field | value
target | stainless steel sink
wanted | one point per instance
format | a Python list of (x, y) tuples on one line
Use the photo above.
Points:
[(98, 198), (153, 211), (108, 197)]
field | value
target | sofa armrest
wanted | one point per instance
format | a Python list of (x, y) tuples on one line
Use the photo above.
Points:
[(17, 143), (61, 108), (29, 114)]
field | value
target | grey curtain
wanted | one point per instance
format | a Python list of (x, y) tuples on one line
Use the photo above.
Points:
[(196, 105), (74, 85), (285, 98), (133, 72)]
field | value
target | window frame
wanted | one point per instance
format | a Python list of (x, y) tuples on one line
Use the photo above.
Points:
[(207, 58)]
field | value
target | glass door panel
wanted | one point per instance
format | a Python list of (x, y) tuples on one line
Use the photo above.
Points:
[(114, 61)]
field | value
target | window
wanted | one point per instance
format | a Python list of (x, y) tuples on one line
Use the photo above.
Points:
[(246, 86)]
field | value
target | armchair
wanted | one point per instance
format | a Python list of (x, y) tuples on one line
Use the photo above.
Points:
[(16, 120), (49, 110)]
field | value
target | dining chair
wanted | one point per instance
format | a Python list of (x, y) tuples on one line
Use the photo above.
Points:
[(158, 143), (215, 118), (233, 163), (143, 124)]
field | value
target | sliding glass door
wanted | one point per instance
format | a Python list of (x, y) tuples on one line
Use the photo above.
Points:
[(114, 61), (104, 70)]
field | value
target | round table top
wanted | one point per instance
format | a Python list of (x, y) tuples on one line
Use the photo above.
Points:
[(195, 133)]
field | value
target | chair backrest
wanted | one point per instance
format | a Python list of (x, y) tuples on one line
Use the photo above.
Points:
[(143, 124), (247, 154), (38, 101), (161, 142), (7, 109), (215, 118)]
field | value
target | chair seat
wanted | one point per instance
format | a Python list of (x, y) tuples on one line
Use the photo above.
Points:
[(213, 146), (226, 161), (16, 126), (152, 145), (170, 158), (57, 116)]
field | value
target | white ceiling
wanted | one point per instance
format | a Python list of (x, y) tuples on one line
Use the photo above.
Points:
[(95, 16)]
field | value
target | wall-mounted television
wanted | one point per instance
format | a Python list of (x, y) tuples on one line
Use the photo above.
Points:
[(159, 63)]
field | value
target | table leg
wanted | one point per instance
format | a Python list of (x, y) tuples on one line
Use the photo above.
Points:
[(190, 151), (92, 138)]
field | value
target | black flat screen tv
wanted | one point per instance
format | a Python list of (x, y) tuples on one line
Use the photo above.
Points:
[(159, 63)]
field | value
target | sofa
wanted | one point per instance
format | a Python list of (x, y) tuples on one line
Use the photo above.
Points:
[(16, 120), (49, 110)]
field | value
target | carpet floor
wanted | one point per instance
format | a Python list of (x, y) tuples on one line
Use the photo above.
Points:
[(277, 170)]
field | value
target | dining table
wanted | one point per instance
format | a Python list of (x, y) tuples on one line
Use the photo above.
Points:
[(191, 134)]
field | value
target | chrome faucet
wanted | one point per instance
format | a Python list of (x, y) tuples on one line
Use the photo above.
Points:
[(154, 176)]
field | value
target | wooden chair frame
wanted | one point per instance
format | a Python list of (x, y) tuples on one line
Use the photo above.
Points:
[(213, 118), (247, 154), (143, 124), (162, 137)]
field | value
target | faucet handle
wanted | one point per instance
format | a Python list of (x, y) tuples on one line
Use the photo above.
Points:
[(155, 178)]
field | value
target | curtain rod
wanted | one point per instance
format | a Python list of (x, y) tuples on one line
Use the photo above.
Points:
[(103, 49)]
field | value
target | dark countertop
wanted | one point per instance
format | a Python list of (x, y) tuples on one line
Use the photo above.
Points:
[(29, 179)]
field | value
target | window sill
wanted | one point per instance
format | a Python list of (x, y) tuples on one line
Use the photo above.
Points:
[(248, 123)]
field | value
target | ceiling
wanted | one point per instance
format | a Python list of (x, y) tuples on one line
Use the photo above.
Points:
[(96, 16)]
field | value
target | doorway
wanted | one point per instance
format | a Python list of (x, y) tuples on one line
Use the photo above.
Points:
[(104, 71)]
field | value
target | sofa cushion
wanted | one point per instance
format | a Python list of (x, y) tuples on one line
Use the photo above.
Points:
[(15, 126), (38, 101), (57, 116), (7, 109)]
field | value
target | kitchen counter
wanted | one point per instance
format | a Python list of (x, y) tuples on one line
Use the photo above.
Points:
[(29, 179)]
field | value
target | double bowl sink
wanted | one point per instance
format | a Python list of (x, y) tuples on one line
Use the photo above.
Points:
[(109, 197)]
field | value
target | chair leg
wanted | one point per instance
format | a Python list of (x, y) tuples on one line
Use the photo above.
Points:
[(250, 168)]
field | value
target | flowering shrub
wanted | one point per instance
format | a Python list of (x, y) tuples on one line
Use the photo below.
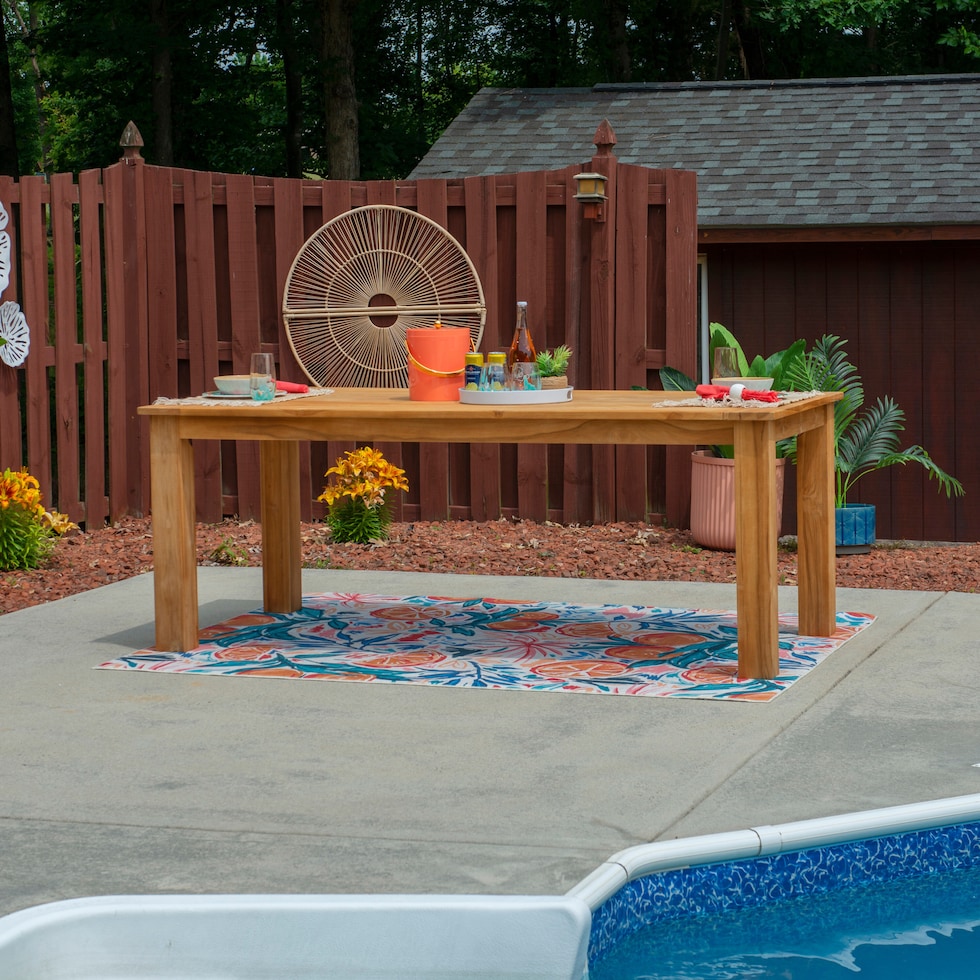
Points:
[(358, 508), (26, 528)]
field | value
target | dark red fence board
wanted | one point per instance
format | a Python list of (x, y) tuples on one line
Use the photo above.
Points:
[(181, 277)]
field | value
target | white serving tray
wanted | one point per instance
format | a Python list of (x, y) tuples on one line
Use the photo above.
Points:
[(544, 396)]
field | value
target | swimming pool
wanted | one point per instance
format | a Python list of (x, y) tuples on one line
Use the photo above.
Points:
[(893, 892)]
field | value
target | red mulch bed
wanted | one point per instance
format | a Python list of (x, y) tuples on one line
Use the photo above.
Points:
[(87, 560)]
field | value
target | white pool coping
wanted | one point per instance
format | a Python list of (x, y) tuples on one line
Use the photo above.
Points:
[(643, 859)]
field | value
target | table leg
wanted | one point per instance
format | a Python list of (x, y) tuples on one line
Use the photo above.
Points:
[(282, 557), (174, 548), (816, 558), (756, 566)]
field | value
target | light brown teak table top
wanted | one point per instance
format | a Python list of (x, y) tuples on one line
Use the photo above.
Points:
[(590, 418)]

-*-

**Activity:** Output every line of the records exactly, excluding all pictures.

**Exercise solution:**
field | value
target | stainless steel sink
wanted | one point per instance
format | a Python list of (x, y) tuples on one line
Use the photo above.
Points:
[(98, 198), (153, 211), (108, 197)]
field | value
target | sofa armrest
wanted | one point per instance
format | a Python list of (x, y) tuples on one line
Use the photo above.
Points:
[(17, 143), (61, 108), (29, 114)]
field | value
target | grey curtain
wanted | one point per instance
format | a Python list of (x, y) tuples on one line
Use the photo above.
Points:
[(196, 105), (74, 85), (285, 98), (133, 72)]
field | value
target | window frame
wanted | one point per instance
format | a Python list of (x, y) tuples on one line
Use the photo above.
Points:
[(207, 58)]
field | value
target | glass door panel
wanted | one point per instance
format | a Python list of (x, y) tuples on one line
Use the photo above.
Points:
[(114, 61)]
field | value
target | window
wanted | one point per instance
format | a Python list of (x, y) tuples on one line
Use the photo above.
Points:
[(246, 86)]
field | value
target | armchair
wanted | one point per instance
format | a Python list of (x, y) tuples on one line
Use the photo above.
Points:
[(16, 120), (49, 110)]
field | value
target | dining chair
wanted | one point per instance
format | a Python list of (x, y) tuples on one line
Use the photo above.
Points:
[(158, 143), (215, 118), (233, 163), (143, 124)]
field | value
target | sliding glass door
wanted | one point per instance
format | a Python list of (x, y) tuples on one line
Use the photo above.
Points:
[(114, 61), (104, 70)]
field | value
target | round table top
wanted | one point per instance
format | a Python list of (x, y) tuples on one line
Use the photo above.
Points:
[(195, 133)]
field | value
target | chair backrest
wanted | one point per instance
format | a Python list of (x, y) tuples on one line
Use the photo above.
Points:
[(143, 124), (247, 154), (38, 101), (161, 142), (7, 109), (215, 118)]
field | value
target | chair seat
wanted | one point per instance
format | a Python list of (x, y) tuples on one line
Use the photo above.
Points:
[(213, 146), (226, 161), (16, 126), (152, 145), (170, 158), (57, 116)]
field | value
target | white ceiling
wanted | one point per instance
format | a Python list of (x, y) tuples on one line
Use the photo above.
Points:
[(95, 16)]
field | value
target | wall-mounted television
wanted | one point per instance
format | a Python list of (x, y) tuples on one line
Use the photo above.
Points:
[(159, 63)]
field | value
target | table leg
wanted | one point per instance
format | a Python list of (x, y) tuples on one line
Use the photo above.
Points:
[(190, 151), (92, 138)]
field | value
target | black flat screen tv
wanted | one point per instance
format | a Python list of (x, y) tuples on one line
Use the photo above.
Points:
[(159, 63)]
field | value
target | sofa
wanted | one point per instance
format | a Python list of (x, y) tuples on one line
Use the photo above.
Points:
[(16, 120), (49, 110)]
field | value
target | carpet floor
wanted | one point per instance
format | a Python list of (x, y) tuples on one line
Use the photo above.
Points:
[(277, 170)]
field | value
target | dining table
wanted | one point per instance
format | a Python list of (x, y) tuples on one line
Use the photo above.
Points:
[(191, 134)]
field | value
target | chrome faucet
wanted | one point per instance
format | a Python list of (x, y) tuples on one line
Use the photo above.
Points:
[(154, 176)]
field | value
target | wooden chair frame
wanted | one point per instance
format | a Python list of (x, y) tuples on one line
Use the photo above.
Points:
[(213, 118), (247, 154), (143, 124), (162, 137)]
field | value
target | faucet handle
wanted | one point per instance
format | a Python list of (x, y) tuples on one line
Use the photo above.
Points:
[(155, 178)]
field | value
target | curtain rod
wanted | one point per instance
format | a Python list of (x, y) tuples on one line
Use the photo above.
Points:
[(103, 49)]
field | value
target | dark countertop
wanted | one point per instance
format | a Python list of (x, y) tuples on one line
Use the photo above.
Points:
[(29, 179)]
field | value
target | window sill
wanted | one point per instance
format | a Python list of (x, y) tuples on one line
Use the photo above.
Points:
[(248, 123)]
field | value
target | ceiling
wanted | one point per instance
format | a Python list of (x, y) tuples on one line
Use the photo above.
Points:
[(96, 16)]
field | value
target | doorway
wanted | one point per instance
format | a Python list of (x, y) tuples on one line
Use the photo above.
Points:
[(104, 71)]
field | value
target | sofa cushion
wanted | one point per instance
format | a Python list of (x, y) tuples on one line
Use the photo above.
Points:
[(15, 126), (38, 101), (57, 116), (7, 109)]
field | value
target | kitchen counter
wanted | one point per instance
format | a Python list of (x, y) tuples on one line
Use the photo above.
Points:
[(29, 179)]
field | value
target | double bowl sink
wanted | one point per instance
format | a Python list of (x, y) tuples on one line
Use the photo above.
Points:
[(109, 197)]
field | value
target | chair leg
wanted | one point per instance
format | a Python list of (x, y) tuples on one line
Use the photo above.
Points:
[(250, 168)]
field | value
target | flowering shrub
wanted | one point per instance
format | a Python list of (x, y) tuples on one line
Use the photo below.
Points:
[(358, 508), (26, 528)]
field | value
target | dark red fence board
wanted | one point per instance
format | a Python list of (x, y) tuples on one line
Use the photo above.
Points:
[(181, 277)]
field | value
target | white serving tray
wanted | one point per instance
format | a Python list of (x, y) tuples on one line
Use the photo above.
Points:
[(544, 396)]
field | value
target | swimming pool
wanted | one point per instance
format | a Python list of (x, y) tuples on one line
Use the photo above.
Points:
[(893, 892)]
field | value
target | red mulch bed
wanted | one point per instance
format | a Python list of (x, y) tuples on one line
Use the photo above.
Points:
[(87, 560)]
field | value
target | white pool coping
wanted | one point per instance
format | a Python list of (x, y) tuples on one line
Use the photo above.
Points:
[(643, 859)]
field | value
target | table leg
wanted | one point per instance
format | a Python list of (x, y) tuples on one line
Use the photo above.
Points:
[(282, 557), (174, 548), (816, 558), (756, 566)]
field | value
target | light brown teak table top
wanted | one point per instance
format | a Python list of (x, y) tuples on one line
Use the photo above.
Points:
[(590, 418)]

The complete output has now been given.